**Text block**
<<<<
# Vaccines -- Adverse Reactions; JAVMA 10/01/05



## Kris L. Christine (Jul 11, 2010)

The quotes in red below are from the attached scientific report covering adverse events within 3 days of vaccination in dogs over the course of 2 years. Reports of dogs having vaccinal adverse reactions within the same time frame were not included if heartworm medication had been administered along with the vaccines. This study did not include adverse reactions such as development of fibrosarcomas and/or other conditions which take longer than 3 days to develop.

Moore, George E. et als., *Adverse events diagnosed within three days of Vaccine Administration in Dogs,*_ Journal of the American Veterinary Medical Association,_ Vol 227, No. 7, October 1, 2005

Animals—1,226,159 dogs vaccinated at 360 veterinary hospitals.

Results—4,678 adverse events (38.2/10,000 dogs vaccinated) were associated with administration of 3,439,576 doses of vaccine to 1,226,159 dogs. *The VAAE rate decreased significantly as body weight increased. *Risk was 27% to 38% greater for neutered versus sexually intact dogs and 35% to 64% greater for dogs approximately 1 to 3 years old versus 2 to 9 months old. The risk of a VAAE significantly increased as the number of vaccine doses administered per office visit increased; each additional vaccine significantly increased risk of an adverse event by 27% in dogs ≤ 10 kg (22 lb) and 12% in dogs > 10 kg. 

Conclusions and Clinical Relevance—Young adult small-breed neutered dogs that received multiple vaccines per office visit were at greatest risk of a VAAE within 72 hours after vaccination.

Records for dogs that received both an injectable heartworm preventive and a vaccine during the same office visit were not included in analyses.

Population—In the 2-year study period, 4,531,837 vaccine doses were administered to 1,537,534 dogs at 360 veterinary hospitals.

Among breeds with 5,000 or more dogs vaccinated, Dachshund, Pug, Boston Terrier, Miniature Pinscher, and Chihuahua breeds had the highest rates of VAAEs with 121.7, 93.0, 83.8, 76.4, and 76.1 adverse events/10,000 dogs vaccinated, respectively (Table 1). The VAAE rate for mixed-breed dogs was in the bottom quintile of all rates.

The VAAE rates decreased significantly as body weight increased (P for trend < 0.001; Figure 1). For all vaccines or for rabies vaccine alone, the VAAE rate for 10.1- to 45.0-kg (22.2- to 99.0-lb) dogs was approximately half the rate for dogs that weighed 0 to 10.0 kg (0 to 22.0 lb; P < 0.001; Figure 2). For rabies vaccine administered alone, VAAE rates/10,000 dogs that weighed 0 to 10.0 kg, 10.1 to 45.0 kg, and > 45 kg were 32.1 (222/69,178), 15.3 (69/45,088), and 0.0 (0/1,966), respectively.
>>>>
**Provided information**
<<<<
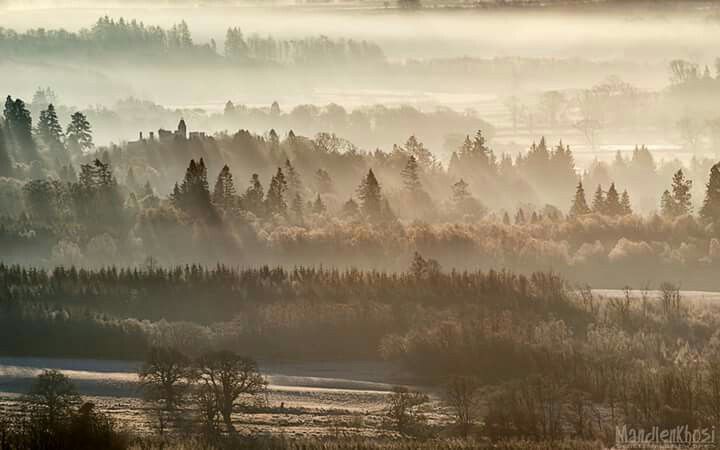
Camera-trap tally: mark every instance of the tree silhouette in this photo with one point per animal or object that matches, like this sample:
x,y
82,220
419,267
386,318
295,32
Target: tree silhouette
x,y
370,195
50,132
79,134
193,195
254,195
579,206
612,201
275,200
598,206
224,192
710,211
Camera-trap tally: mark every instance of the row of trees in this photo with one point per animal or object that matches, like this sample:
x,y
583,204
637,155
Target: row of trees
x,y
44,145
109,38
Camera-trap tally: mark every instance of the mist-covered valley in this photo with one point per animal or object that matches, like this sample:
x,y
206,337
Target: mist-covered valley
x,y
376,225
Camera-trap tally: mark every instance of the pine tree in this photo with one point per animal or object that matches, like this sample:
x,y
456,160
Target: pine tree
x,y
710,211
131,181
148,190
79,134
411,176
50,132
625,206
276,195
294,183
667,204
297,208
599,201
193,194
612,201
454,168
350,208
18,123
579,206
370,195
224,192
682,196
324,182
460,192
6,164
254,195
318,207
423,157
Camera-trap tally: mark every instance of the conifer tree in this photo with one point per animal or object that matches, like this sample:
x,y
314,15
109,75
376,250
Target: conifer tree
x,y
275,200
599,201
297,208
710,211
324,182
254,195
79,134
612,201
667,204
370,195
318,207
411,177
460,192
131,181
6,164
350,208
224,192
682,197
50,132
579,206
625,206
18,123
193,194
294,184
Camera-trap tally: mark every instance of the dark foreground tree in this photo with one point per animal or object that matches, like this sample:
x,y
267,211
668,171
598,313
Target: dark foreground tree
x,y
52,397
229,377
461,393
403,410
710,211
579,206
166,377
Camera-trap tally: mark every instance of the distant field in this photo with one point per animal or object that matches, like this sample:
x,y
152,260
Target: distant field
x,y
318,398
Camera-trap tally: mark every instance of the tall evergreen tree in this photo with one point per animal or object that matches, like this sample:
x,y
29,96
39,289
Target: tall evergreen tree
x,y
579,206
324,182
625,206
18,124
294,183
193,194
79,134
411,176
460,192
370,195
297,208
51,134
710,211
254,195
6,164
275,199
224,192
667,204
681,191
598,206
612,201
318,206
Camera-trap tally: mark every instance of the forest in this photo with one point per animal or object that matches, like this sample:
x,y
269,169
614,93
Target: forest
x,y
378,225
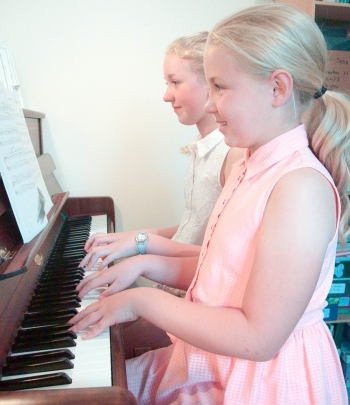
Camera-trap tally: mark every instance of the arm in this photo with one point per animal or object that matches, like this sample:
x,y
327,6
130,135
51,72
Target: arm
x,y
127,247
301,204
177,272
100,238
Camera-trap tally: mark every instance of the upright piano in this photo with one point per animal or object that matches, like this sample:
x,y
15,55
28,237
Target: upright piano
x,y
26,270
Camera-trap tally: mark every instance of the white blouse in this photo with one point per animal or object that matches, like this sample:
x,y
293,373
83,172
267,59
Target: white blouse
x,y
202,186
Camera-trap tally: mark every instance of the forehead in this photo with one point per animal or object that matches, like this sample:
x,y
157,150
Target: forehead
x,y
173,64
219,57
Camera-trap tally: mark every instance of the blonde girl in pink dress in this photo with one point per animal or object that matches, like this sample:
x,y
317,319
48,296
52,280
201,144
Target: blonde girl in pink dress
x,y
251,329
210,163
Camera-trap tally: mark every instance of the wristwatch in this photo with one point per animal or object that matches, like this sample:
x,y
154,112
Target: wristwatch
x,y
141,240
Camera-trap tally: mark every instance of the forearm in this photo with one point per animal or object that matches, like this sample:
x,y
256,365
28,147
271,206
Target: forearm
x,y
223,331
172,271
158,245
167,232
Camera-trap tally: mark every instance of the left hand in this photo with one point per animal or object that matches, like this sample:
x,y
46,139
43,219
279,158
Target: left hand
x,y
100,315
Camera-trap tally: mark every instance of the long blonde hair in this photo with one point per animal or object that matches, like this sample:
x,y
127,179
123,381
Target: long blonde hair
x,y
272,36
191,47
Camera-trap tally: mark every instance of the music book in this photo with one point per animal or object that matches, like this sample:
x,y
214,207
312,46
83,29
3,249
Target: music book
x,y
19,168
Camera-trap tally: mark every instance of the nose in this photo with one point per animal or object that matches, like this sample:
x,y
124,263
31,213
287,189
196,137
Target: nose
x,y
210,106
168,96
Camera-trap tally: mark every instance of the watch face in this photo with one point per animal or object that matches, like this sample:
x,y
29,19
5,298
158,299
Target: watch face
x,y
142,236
>>>>
<<<<
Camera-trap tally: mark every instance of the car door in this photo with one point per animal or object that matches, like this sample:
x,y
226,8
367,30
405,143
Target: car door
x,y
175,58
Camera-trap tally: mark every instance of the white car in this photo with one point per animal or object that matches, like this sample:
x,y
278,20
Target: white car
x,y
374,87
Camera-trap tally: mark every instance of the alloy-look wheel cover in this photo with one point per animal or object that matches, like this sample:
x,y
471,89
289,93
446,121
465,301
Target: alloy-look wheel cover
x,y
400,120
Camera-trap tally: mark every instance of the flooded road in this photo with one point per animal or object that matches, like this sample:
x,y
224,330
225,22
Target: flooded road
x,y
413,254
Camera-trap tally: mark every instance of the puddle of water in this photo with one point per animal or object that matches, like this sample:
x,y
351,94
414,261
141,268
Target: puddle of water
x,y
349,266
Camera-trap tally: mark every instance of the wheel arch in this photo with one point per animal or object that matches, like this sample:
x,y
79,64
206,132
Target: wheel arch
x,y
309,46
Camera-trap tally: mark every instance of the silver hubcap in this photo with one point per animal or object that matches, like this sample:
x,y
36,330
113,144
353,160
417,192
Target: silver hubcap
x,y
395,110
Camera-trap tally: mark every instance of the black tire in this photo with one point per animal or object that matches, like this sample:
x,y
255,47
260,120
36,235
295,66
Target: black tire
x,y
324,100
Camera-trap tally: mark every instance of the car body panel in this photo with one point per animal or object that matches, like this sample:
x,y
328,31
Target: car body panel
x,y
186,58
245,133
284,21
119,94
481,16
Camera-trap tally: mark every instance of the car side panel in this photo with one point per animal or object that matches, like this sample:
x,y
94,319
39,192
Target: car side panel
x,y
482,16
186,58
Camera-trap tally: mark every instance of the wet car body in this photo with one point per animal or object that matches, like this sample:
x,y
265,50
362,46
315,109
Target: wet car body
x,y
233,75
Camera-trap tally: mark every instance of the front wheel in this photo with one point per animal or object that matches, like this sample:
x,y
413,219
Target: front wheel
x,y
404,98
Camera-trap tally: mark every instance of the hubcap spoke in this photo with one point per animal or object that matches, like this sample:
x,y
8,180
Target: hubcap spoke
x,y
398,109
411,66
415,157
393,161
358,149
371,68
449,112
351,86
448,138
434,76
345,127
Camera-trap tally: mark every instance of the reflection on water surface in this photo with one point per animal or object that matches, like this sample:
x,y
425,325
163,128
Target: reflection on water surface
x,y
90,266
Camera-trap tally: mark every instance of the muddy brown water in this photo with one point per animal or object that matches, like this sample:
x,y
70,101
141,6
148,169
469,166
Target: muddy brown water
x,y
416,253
>>>>
<<<<
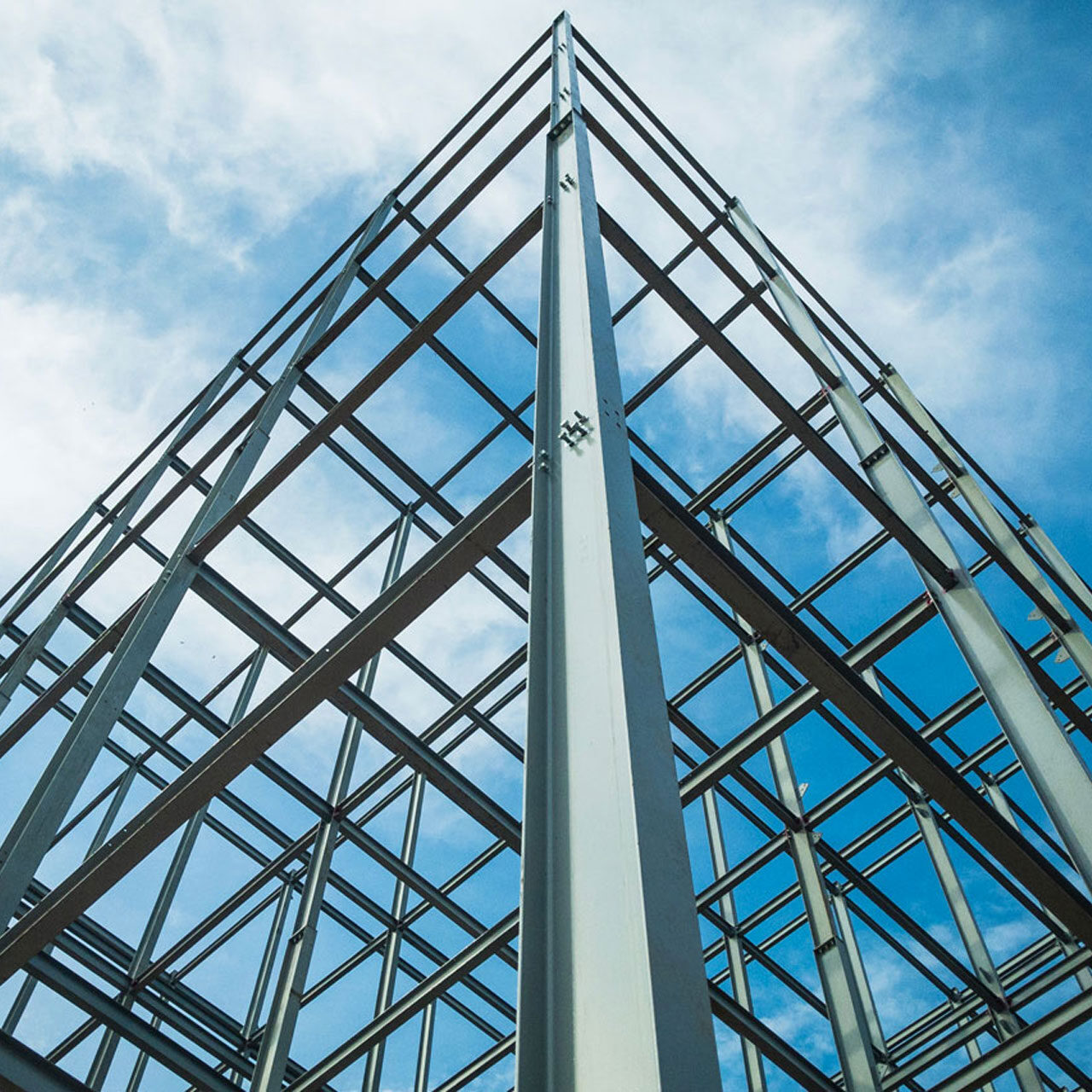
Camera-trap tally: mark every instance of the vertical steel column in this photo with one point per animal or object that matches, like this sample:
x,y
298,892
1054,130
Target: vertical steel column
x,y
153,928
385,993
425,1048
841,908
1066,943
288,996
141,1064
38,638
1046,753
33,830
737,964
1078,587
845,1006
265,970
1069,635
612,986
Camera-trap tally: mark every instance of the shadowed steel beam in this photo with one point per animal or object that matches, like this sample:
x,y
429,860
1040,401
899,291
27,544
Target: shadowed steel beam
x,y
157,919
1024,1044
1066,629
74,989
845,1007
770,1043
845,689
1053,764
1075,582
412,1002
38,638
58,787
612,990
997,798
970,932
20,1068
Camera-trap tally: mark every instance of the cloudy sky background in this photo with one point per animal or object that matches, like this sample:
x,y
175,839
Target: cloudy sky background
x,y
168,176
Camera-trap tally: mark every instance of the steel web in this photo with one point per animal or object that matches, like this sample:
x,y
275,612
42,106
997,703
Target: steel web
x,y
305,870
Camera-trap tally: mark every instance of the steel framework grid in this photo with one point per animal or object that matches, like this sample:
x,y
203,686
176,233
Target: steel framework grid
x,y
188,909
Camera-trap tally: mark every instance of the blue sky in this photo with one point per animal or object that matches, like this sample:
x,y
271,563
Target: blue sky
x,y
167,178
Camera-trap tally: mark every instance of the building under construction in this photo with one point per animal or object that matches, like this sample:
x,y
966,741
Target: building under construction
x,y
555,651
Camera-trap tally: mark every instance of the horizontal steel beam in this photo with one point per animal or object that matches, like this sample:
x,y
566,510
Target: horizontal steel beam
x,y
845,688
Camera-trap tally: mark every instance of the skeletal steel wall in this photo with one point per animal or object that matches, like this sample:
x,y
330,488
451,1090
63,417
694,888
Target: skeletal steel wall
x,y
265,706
>>>>
**Apply what you read**
**A)** Please rewrite the paragraph in the vaccine reactions text that begins "Results—4,678 adverse events" as a brief bulleted list that keeps its main facts.
**B)** Name every breed that the vaccine reactions text lists as having the highest VAAE rates, with its rate per 10,000 dogs vaccinated.
**C)** Transcribe the vaccine reactions text between "Conclusions and Clinical" and "hours after vaccination.", inclusive.

**Exercise results**
**A)**
- 4,678 adverse events (38.2 per 10,000 dogs vaccinated) followed 3,439,576 vaccine doses given to 1,226,159 dogs.
- The VAAE rate fell significantly as body weight rose.
- Risk was 27% to 38% higher for neutered dogs than for sexually intact dogs.
- Risk was 35% to 64% higher for dogs about 1 to 3 years old than for dogs 2 to 9 months old.
- Risk rose significantly with the number of vaccine doses per office visit. Each added vaccine raised it by 27% in dogs ≤ 10 kg (22 lb) and by 12% in dogs > 10 kg.

**B)**
- Dachshund: 121.7
- Pug: 93.0
- Boston Terrier: 83.8
- Miniature Pinscher: 76.4
- Chihuahua: 76.1

**C)**
Conclusions and Clinical Relevance—Young adult small-breed neutered dogs that received multiple vaccines per office visit were at greatest risk of a VAAE within 72 hours after vaccination.